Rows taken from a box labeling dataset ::
----
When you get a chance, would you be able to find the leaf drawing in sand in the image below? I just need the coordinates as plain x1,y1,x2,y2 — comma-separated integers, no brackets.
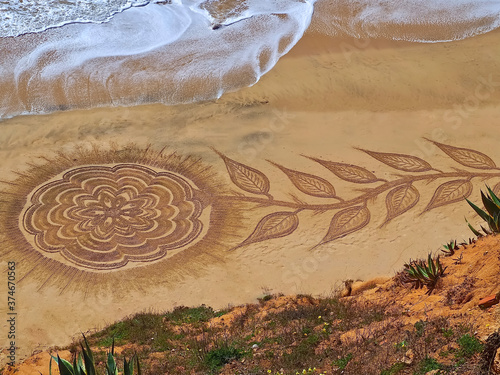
358,148,432,172
306,156,381,184
268,160,338,199
381,184,420,227
315,206,370,247
425,138,497,169
213,149,272,198
235,212,299,249
423,180,472,212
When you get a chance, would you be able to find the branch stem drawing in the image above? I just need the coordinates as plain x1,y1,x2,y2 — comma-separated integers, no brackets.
213,138,500,250
215,171,500,211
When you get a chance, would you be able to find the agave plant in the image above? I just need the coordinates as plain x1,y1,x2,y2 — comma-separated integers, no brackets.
403,253,446,294
465,186,500,237
441,240,459,256
49,335,141,375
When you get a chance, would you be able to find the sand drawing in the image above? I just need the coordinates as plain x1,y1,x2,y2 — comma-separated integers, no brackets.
219,140,500,249
0,140,500,292
23,164,207,269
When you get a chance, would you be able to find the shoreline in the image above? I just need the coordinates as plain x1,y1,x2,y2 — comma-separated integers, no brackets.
0,26,500,364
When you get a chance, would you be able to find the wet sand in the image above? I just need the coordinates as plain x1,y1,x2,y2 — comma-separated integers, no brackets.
0,28,500,360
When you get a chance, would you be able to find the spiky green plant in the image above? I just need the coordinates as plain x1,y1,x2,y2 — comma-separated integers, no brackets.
441,240,459,256
465,186,500,237
404,253,446,294
49,335,141,375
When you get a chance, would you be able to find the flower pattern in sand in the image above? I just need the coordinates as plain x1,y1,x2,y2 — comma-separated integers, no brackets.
23,164,204,270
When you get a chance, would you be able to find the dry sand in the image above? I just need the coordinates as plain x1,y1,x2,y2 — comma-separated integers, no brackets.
0,32,500,368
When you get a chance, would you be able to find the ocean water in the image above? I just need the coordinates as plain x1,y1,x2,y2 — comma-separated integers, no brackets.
0,0,500,118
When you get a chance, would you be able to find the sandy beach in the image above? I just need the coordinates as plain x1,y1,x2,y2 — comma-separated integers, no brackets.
0,27,500,368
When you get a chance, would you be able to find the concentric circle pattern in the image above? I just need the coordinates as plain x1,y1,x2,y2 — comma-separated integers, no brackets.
23,164,204,270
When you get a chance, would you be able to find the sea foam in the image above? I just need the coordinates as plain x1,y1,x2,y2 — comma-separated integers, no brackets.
0,0,500,118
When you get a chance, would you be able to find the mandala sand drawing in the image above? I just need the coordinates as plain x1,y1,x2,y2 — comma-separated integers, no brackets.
0,140,500,293
23,164,207,269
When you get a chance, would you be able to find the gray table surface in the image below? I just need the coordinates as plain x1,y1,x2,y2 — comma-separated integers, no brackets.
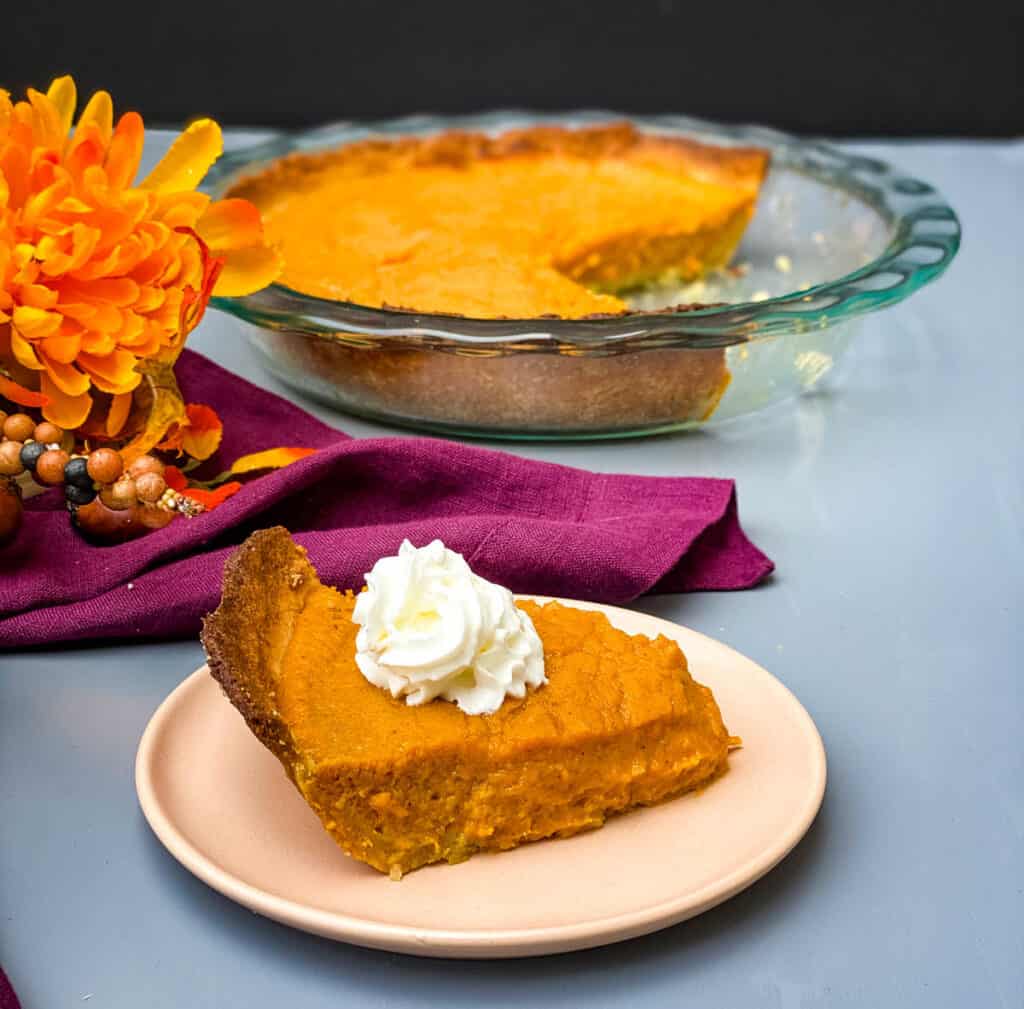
0,134,1024,1009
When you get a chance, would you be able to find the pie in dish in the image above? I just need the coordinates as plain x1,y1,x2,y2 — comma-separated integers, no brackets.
231,123,768,319
203,528,735,878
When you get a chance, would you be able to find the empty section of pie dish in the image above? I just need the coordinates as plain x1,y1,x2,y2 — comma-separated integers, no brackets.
209,112,959,438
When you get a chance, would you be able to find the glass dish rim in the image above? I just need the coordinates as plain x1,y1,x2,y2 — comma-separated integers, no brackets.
203,109,962,353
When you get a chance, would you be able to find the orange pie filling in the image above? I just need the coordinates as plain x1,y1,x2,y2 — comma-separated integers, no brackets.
204,529,734,877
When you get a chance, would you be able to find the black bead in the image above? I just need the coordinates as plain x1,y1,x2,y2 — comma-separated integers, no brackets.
65,484,96,505
20,442,46,473
65,456,95,489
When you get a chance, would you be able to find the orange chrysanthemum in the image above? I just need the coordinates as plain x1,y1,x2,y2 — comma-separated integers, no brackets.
0,77,281,435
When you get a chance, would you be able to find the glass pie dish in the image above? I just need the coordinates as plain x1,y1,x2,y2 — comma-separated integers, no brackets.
207,112,961,438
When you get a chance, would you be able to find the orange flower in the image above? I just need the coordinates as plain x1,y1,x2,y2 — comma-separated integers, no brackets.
0,77,281,435
157,403,224,459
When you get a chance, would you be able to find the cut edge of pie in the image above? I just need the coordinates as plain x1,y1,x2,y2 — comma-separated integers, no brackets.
228,123,770,319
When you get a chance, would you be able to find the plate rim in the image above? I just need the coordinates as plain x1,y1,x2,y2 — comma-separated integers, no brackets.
134,594,827,959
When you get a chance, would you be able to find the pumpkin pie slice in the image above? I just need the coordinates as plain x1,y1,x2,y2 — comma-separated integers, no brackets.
231,123,769,319
203,528,734,878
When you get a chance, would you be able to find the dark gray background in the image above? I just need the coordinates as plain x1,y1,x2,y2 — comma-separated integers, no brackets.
8,0,1024,136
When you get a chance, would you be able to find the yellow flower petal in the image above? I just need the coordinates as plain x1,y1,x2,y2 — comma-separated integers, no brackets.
40,359,89,396
26,88,65,149
213,245,284,298
104,112,144,190
106,392,132,437
139,119,224,193
14,305,63,340
196,200,263,253
78,350,142,393
75,91,114,146
10,326,43,372
39,372,92,431
46,76,78,136
41,335,82,365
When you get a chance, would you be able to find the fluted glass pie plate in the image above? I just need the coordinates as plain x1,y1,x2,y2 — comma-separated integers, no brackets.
208,111,961,438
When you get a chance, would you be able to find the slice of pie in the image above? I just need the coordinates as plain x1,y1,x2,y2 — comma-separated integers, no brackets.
203,528,734,878
226,123,769,319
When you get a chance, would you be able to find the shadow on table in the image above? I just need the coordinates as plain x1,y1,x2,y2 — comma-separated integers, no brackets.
139,797,829,1005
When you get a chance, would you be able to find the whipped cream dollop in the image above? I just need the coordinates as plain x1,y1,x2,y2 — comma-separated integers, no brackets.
352,540,547,715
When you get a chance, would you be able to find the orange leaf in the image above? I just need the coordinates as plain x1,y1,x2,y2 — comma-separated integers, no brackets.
106,392,134,437
0,375,50,407
181,403,224,459
228,449,316,474
164,466,188,493
182,481,242,511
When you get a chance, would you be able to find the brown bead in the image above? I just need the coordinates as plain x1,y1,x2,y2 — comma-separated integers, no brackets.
136,505,174,529
0,442,25,476
99,476,138,511
86,449,125,484
3,414,36,442
128,456,164,476
32,420,63,445
0,477,24,547
36,449,69,487
135,473,167,504
72,498,145,543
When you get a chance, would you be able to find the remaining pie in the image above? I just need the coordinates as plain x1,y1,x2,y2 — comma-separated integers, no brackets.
226,124,768,319
203,529,733,877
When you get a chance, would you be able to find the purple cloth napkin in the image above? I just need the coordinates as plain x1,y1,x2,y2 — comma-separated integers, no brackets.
0,968,22,1009
0,351,773,648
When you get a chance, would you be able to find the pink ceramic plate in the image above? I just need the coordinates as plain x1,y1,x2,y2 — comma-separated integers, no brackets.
135,603,825,957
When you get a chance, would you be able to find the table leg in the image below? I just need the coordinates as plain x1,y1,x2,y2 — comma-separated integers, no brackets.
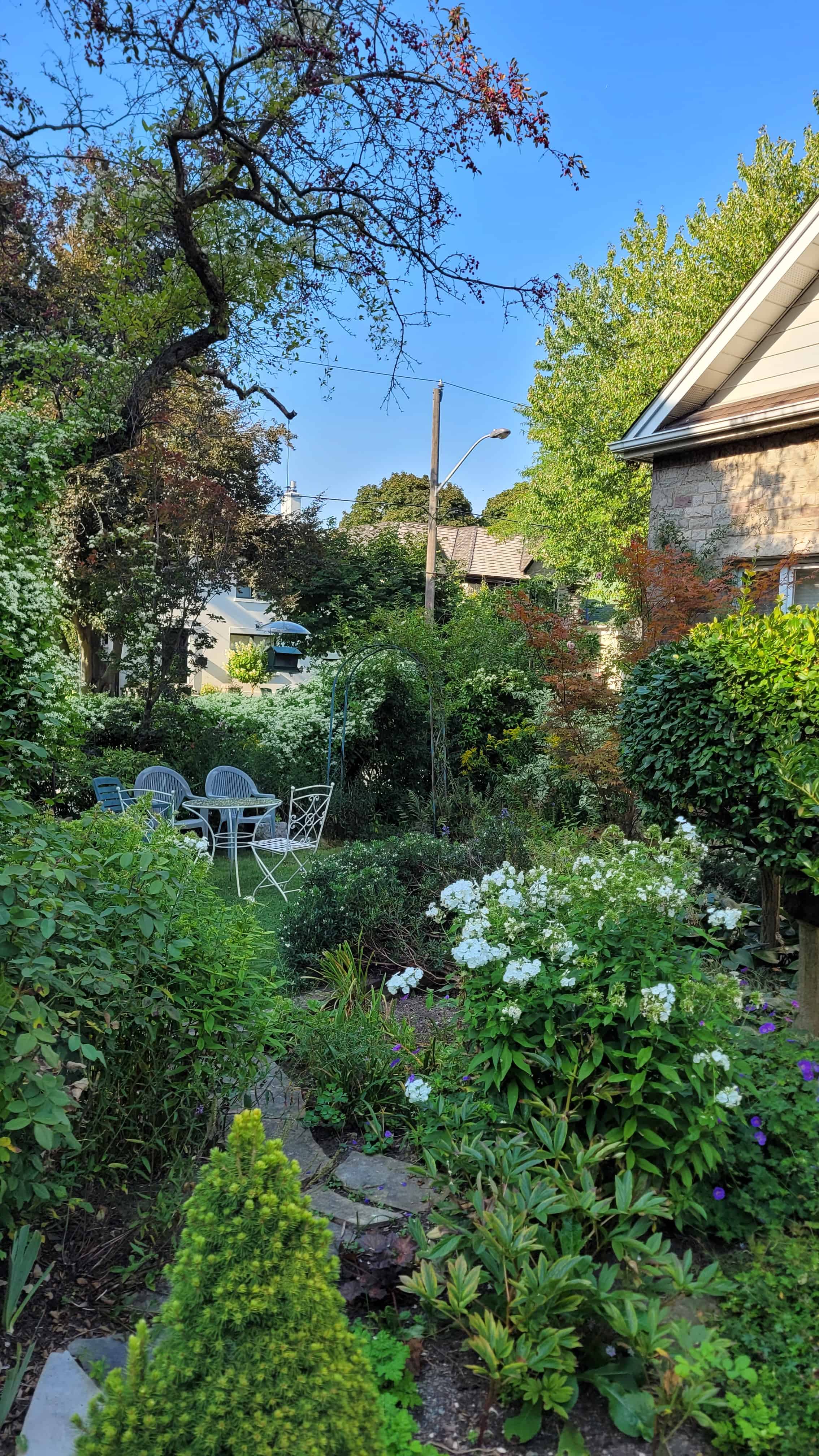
----
To do :: Retype every line of the listing above word for word, leaving the pictures out of your answer.

Task answer ::
When you get a chance, would you be able to find the leaf drawing in sand in the image below? I just need the coordinates as plain x1,y1,x2,y2 — comma-separated integers, no brackets.
358,148,432,172
306,156,381,184
268,160,338,199
381,184,420,227
315,206,370,247
425,138,497,169
213,149,272,198
235,212,299,249
423,180,472,212
When you get a chance, would you be able to find the branch stem drawing in the image above? I just need the coordinates as plain x1,y1,x2,y2 — comma-separated integers, no brackets.
213,138,500,250
215,171,500,211
When you get a chance, would you be able to find the agave plant in the image above? I just need the coordinates as plain x1,y1,x2,y2 — comma-separated integers, no brackets.
403,253,446,294
465,186,500,237
441,240,459,256
49,335,141,375
When you get a chance, would you be able to find the sand drawing in the image above? I just need the coordinates as plain x1,y1,x2,y2 — comma-separated integers, no brackets.
219,140,500,249
0,140,500,292
23,164,207,269
When you get a chance, would you be able to find the shoreline in the image above? I just need the coordinates as plain x1,y1,x2,y2 — comma-separated integers, no brackets.
0,26,500,364
When you get a chance, would you be able to find the wet sand in the image above? I just need the coordinates as plain x1,y1,x2,y2 — comma-separated integers, no brackets.
0,28,500,360
When you get a chance, would you be able to find the spiky green plant in the image above? I just need the coordinates as plain x1,y1,x2,y2 — comma-separated integers, no brackets.
441,240,459,256
465,186,500,237
404,253,446,294
49,335,141,375
When you get a chance, would you be able to find the flower pattern in sand in the image above? I just need the coordinates as plain x1,y1,x2,y2 — comma-separated integers, no brackets.
23,164,204,270
When you get a chance, would you be able to find the dry sand in the image above? I just need the coordinates as plain x1,y1,x2,y2 — comma-separated integers, no brackets.
0,32,500,368
When you get a chance, would you be able to find the ocean water in the image above? I just need the coordinates as plain x1,y1,x2,y2 — comma-separated integers, no brackets.
0,0,500,118
When you get a chance, would you be able to find the sandy beach in the image above? I just need the coordinates as plain x1,y1,x2,y2 — comma-separated integers, no brackets.
0,27,500,368
When you get a chance, would you be able to find the concentric circle pattern in the image above? I just need the coordinates as plain x1,y1,x2,y2 — comma-separated integers, no brackets.
23,164,204,270
When you get a chance, would you be able to find the sea foam in the image above? I just need the coordinates as plain x1,y1,x2,y2 — comma-separated integers, no brackets.
0,0,500,118
When you get a chance, would you be able to find the mandala sand drawing in the image above? I just need the coordinates as plain x1,y1,x2,y2 — comma-separated integers, no brackets.
0,140,500,293
23,164,207,269
When you get a chance, would you be able to find the gray table surface in the image below? I just need the coordinates as plain x1,y1,x2,y2 — comma-separated integers, no brackets.
0,134,1024,1009
When you get a chance, would you be able to find the pie in dish in the image above? I just need the coordinates as plain x1,y1,x2,y2 — comma-separated integers, no brackets.
231,123,768,319
203,528,735,878
When you get a chance, would you be able to find the empty section of pie dish in the image above? I just need the coordinates as plain x1,y1,x2,y2 — comma-separated integers, no brackets.
209,112,959,438
When you get a chance, would you be able to find the glass dish rim in the image above? I just need the coordinates as plain x1,y1,x2,y2 — comma-separated integers, no brackets.
203,109,962,353
When you get a chance, would you be able to find the orange pie filling in the image above? I just need the coordinates as plain x1,y1,x2,y2 — comma-separated integers, no brackets.
204,529,734,877
When you get a chance, would you be able to find the black bead in the image above? I just need the coordinates as plain x1,y1,x2,y2 — comma-separated integers, no brackets.
65,484,96,505
20,442,46,473
65,456,95,489
When you get a chance, would you be able to find the orange chrysanthemum in the image above? I just need the coordinates as plain x1,y1,x2,y2 — comma-separated integers, no brackets.
0,77,281,435
When you get a chance, would you be able to find the glass pie dish in the image above? I just need the coordinates as plain x1,y1,x2,y2 — comma-separated integers, no brackets.
207,112,961,438
When you get a chance, would you be able to find the orange flower in the image above? I just need the coordinates as plain x1,y1,x2,y2 — comma-separated integers, no brackets.
0,77,281,435
157,403,224,459
When you get a chance, would you be able to find the cut edge of pie in the image above? I just need the coordinates as plain x1,y1,x2,y2 — comma-separated integers, no brackets.
228,123,770,319
When you get a chance, would you be able to find the plate rim in the image above? I just need the coordinates as plain x1,y1,x2,y2 — comma-separated integers, no brackets.
134,594,827,959
When you get a chance, would you be able to find the pumpkin pie slice in the image above? I just need the coordinates as plain x1,y1,x2,y2 — comma-separated integers, no brackets.
231,123,769,319
203,528,734,878
When you get a chance, would you be able to find the dark gray background in the image above? I just need the coordinates as plain x1,y1,x2,y2 — comma-separated integers, no brackets.
8,0,1024,136
When you get a chance, would you be able to find the yellow flower petal in the image above? I just need the coordinates as plain x1,y1,x2,y2 — comma-separated integers, no brackets.
40,359,89,396
26,88,65,149
213,245,284,298
104,112,144,190
106,392,132,437
139,119,224,193
14,305,63,340
196,200,263,253
78,350,142,393
75,91,114,146
10,326,43,372
39,372,92,431
46,76,78,136
41,335,82,365
When you get a chance, would you be able to find the fluted glass pie plate in the image above? I just need the coordinates as plain x1,y1,x2,y2 — comma-separated integers, no brackets.
208,111,961,438
When you get a chance, would you be able to find the slice of pie in the image above? I just need the coordinates as plain x1,y1,x2,y2 — comma-separated integers, no brackets.
203,528,734,878
226,123,769,319
When you get a chance, would you be able to find the shadow on table in the image above? I just need the coordinates as plain x1,y1,x2,y2 — comma-separated integers, no brackets.
139,797,829,1005
When you get a chance, would you be able to find the whipped cream dollop in the image above? I just need the coordinates as plain x1,y1,x2,y2 — comma-separated integers, no brackets.
352,540,547,715
When you get a chance, would you be able to find the orange leaf in the image above? I just need the coordinates as plain x1,y1,x2,y2 — comma-separated integers, no brackets.
106,392,134,437
0,375,50,407
181,403,224,459
228,449,316,474
164,466,188,493
182,481,242,511
When you get a chance, would you be able to find the brown bead in the image above? I just need the coordinates as plain x1,y1,x2,y2 — comma-separated integers, no brackets.
136,505,174,529
0,442,25,476
99,476,138,511
86,449,125,484
3,414,36,442
128,456,164,476
32,420,63,445
0,477,24,547
36,449,69,487
135,473,167,504
72,498,145,543
When you get a chance, would you be able to find the remaining pie in the image above? I just need the coordinates as plain x1,y1,x2,y2 — comma-separated integers, no brackets.
226,124,768,319
203,529,733,877
When you get a chance, would you be able to find the purple cloth napkin in the image above? I just need the coordinates as plain x1,y1,x2,y2 — comma-separated integers, no brackets.
0,968,22,1009
0,351,773,648
When you get a chance, would you be able to find the pink ceramic plate in the image above? I just need the coordinates as plain x1,y1,x2,y2 — comma-separated integers, no brackets.
135,603,825,957
When you get a chance, would you be able to find the table leg in the image below? I just need the coordinates as plain x1,y1,x2,y2 — comma-separated integers, no brackets.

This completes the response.